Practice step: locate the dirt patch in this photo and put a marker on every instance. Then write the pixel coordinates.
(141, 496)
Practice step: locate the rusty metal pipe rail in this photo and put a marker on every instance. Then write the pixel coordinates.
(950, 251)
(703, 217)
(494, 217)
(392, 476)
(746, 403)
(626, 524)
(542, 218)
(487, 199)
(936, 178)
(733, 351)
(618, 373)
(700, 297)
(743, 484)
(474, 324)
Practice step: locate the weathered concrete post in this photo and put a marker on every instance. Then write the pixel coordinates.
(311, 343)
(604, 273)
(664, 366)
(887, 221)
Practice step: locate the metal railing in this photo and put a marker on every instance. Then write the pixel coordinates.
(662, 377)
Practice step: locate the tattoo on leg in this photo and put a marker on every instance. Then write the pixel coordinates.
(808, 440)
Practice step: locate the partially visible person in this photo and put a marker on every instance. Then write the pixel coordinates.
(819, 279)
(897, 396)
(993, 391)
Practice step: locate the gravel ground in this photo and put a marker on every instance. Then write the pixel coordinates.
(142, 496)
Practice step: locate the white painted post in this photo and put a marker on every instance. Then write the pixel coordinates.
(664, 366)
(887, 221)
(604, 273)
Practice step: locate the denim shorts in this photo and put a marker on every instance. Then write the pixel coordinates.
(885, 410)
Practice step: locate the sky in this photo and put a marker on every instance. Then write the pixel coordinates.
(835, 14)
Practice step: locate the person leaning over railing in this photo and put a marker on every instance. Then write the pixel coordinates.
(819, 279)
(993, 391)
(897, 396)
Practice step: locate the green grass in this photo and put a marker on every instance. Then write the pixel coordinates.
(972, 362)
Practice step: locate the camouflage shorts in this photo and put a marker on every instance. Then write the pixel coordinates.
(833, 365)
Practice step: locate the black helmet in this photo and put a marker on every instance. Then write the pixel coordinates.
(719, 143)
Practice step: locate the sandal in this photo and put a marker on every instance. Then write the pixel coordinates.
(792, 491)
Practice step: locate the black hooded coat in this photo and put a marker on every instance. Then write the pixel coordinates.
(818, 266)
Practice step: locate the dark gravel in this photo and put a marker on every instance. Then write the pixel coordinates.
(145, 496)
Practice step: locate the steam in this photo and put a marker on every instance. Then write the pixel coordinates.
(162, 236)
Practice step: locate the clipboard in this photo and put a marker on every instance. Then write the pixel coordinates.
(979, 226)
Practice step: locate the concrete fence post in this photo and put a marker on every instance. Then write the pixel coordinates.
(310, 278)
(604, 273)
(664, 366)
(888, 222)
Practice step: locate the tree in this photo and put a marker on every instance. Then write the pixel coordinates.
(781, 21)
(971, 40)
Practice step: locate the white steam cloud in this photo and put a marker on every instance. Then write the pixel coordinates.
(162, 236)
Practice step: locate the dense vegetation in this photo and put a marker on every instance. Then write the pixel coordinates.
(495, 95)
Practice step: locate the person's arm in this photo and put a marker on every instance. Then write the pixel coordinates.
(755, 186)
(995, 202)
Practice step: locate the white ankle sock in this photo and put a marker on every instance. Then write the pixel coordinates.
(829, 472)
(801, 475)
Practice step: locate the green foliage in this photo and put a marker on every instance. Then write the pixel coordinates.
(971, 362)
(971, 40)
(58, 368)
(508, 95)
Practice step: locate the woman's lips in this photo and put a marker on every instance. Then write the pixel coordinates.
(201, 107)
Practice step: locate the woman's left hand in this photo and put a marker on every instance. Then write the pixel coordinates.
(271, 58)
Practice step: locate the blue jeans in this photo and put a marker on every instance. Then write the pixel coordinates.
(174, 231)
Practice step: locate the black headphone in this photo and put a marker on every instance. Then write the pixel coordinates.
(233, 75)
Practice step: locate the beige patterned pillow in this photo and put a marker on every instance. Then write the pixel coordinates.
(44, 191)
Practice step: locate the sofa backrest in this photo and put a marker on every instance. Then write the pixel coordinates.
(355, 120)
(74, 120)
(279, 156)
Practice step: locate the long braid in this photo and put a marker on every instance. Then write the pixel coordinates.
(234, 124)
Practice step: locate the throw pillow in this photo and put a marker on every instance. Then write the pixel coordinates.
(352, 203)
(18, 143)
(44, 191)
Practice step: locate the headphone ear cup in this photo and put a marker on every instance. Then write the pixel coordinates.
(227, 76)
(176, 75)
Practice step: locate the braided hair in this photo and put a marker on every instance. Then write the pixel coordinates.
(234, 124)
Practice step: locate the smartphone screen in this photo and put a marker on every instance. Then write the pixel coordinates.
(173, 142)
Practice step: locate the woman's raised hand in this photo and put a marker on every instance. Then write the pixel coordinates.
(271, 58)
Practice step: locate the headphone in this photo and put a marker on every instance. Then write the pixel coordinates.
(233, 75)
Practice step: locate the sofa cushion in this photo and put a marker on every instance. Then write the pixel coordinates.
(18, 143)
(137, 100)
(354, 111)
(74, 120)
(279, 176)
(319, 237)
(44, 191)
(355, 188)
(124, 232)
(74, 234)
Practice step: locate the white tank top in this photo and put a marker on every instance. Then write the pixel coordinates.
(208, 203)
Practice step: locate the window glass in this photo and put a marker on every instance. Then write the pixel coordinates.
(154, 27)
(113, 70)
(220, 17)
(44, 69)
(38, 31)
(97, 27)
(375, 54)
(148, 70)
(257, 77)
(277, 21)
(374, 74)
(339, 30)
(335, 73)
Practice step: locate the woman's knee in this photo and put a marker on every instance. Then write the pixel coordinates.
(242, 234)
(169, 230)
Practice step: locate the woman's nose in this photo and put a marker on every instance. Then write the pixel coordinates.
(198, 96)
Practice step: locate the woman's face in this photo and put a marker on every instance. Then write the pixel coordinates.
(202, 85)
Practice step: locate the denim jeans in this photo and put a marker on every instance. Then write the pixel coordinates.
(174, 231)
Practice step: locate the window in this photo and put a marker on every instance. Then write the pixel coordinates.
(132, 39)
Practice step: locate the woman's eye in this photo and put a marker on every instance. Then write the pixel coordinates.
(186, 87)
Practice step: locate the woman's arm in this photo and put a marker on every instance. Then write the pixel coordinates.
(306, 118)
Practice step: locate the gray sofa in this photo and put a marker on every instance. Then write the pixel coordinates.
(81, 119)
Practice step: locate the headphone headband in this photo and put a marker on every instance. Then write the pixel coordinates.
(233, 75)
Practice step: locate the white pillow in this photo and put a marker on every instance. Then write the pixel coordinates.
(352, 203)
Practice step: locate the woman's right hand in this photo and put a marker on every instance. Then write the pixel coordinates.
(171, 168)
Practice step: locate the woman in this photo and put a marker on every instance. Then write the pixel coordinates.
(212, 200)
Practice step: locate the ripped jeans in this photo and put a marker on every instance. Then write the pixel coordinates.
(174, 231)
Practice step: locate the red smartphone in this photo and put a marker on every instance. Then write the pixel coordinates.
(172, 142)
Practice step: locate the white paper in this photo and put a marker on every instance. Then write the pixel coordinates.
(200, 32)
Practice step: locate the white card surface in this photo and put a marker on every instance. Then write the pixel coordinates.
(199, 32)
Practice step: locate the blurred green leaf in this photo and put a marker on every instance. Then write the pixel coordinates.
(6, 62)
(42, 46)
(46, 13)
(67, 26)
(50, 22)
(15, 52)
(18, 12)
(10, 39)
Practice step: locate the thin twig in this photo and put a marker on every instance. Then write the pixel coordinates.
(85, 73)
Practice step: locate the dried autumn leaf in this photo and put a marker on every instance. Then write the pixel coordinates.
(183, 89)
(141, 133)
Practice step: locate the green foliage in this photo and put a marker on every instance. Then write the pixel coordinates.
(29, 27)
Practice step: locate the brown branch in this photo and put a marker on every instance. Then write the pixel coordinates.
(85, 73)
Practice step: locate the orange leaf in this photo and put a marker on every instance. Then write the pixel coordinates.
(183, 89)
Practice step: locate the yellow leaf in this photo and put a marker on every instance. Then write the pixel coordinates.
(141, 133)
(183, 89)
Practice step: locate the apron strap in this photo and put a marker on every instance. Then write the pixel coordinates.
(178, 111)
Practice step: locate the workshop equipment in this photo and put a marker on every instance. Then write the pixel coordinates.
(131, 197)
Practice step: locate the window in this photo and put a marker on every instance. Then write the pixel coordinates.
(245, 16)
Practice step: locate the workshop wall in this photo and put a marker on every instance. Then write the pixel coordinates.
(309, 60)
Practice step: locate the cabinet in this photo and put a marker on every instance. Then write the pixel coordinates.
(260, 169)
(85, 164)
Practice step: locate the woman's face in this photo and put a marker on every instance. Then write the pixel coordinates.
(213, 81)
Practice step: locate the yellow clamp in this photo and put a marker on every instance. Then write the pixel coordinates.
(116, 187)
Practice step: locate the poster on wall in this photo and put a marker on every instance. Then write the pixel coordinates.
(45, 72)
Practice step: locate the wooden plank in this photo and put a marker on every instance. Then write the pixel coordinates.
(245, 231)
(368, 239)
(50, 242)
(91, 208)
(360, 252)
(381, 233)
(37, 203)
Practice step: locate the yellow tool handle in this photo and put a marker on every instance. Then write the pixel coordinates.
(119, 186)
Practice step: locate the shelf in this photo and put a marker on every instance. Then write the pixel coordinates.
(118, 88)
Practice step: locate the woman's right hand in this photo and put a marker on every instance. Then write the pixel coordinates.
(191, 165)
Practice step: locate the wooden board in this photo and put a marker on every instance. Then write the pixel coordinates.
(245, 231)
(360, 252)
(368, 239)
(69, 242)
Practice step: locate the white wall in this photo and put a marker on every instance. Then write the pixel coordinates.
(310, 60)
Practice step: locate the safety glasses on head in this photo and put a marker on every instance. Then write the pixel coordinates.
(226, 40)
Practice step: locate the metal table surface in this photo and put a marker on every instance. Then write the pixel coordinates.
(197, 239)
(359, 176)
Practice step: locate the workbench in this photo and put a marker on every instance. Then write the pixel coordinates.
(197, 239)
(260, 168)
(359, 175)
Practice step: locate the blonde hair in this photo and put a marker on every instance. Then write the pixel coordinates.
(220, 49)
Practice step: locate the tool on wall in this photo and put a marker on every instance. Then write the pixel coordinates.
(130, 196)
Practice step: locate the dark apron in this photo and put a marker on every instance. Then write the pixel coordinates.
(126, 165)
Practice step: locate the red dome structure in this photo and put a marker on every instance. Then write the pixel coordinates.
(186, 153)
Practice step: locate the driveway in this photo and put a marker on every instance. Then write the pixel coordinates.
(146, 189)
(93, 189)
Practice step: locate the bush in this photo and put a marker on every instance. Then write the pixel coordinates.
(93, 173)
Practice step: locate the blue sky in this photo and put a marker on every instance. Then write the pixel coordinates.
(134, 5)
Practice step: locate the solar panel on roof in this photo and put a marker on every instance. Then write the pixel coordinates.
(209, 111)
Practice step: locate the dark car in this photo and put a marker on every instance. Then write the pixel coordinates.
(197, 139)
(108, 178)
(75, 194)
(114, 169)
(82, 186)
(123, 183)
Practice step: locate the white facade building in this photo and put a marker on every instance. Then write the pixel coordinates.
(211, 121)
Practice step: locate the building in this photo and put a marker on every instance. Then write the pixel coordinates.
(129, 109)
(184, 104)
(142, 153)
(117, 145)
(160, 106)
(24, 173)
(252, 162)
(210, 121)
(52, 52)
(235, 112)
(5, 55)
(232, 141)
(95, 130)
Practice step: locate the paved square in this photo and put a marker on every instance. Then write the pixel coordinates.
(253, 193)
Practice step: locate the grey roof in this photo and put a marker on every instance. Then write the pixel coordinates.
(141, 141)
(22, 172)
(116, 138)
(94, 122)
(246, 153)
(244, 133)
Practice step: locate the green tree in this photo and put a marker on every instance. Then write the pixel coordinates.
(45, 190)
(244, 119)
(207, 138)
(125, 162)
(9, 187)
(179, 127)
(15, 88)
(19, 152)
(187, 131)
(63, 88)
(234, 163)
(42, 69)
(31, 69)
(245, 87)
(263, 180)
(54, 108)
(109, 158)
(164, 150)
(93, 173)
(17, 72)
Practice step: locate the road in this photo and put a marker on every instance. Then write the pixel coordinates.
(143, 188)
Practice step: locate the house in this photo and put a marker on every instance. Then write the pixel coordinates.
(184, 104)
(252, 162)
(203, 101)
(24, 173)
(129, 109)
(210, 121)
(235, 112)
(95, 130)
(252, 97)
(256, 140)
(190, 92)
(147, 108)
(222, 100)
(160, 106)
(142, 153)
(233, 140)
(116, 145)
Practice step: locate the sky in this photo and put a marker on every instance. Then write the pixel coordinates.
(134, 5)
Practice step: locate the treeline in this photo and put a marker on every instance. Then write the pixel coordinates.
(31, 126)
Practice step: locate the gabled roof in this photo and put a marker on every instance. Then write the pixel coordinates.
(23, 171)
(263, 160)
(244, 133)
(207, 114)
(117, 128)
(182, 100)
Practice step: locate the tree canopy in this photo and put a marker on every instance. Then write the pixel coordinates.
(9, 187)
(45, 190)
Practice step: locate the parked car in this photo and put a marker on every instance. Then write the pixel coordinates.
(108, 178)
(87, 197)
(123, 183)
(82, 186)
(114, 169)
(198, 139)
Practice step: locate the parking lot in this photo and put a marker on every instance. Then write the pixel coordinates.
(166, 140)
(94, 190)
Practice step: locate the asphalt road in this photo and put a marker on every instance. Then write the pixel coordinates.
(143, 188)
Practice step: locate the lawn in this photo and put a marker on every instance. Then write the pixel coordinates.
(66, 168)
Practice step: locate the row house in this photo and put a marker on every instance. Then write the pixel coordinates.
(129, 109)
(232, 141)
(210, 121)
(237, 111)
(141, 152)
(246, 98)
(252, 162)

**WHAT THE TASK REQUIRES:**
All lines from the one containing "Practice step: locate the green tree" through the end of the records, both ends included, are to be quoted exactly; please add nothing else.

**RESULT FOR THIS EXERCISE:**
Practice step: locate the green tree in this photo and put a marker on every instance. Then write the pixel coordinates.
(45, 190)
(244, 119)
(207, 138)
(125, 162)
(9, 187)
(179, 127)
(15, 88)
(19, 152)
(187, 131)
(63, 88)
(234, 163)
(42, 69)
(31, 69)
(245, 87)
(263, 180)
(54, 108)
(109, 158)
(164, 150)
(93, 173)
(17, 72)
Practice step: locate the road in this photo and put a marker on every instance. Then write the pixel coordinates.
(143, 188)
Practice step: locate the house in this photo and put a marker on every instance. Then write the pixel coordinates.
(184, 104)
(252, 162)
(203, 101)
(24, 173)
(129, 109)
(210, 121)
(235, 112)
(95, 130)
(252, 97)
(256, 140)
(190, 92)
(147, 108)
(222, 100)
(160, 106)
(142, 153)
(233, 140)
(116, 145)
Practice step: locate the sky in this photo and put a marker on every instance. Then write the pixel coordinates.
(134, 5)
Practice step: locate the treeline in this photo and put a marker on every instance. Then write the pixel coordinates.
(31, 126)
Practice step: locate the gabled roof in this photo and put a marker on every instance. Then write the pixel coordinates.
(23, 171)
(263, 160)
(244, 133)
(207, 114)
(117, 128)
(182, 100)
Practice step: locate the tree canopy in this photo and put a marker on every instance. Then write the pixel coordinates.
(9, 187)
(45, 190)
Practice step: locate the parked car in this photo and put a marker on every instance. Then write the pixel coordinates.
(108, 178)
(87, 197)
(123, 183)
(82, 186)
(114, 169)
(198, 139)
Practice step: locate the parking lot in this photo and put a marker on every instance. Then write the pixel coordinates.
(166, 140)
(94, 190)
Practice step: locate the asphalt road in this photo and put a marker on every instance. Then write the pixel coordinates.
(143, 188)
Practice step: locate the lawn in this photo and put a marker on every instance. Then write the pixel coordinates.
(66, 168)
Practice step: locate the row house in this photo and put a marker on every instance. Then write the pixel coordinates.
(129, 109)
(232, 141)
(210, 121)
(237, 111)
(141, 152)
(246, 98)
(252, 162)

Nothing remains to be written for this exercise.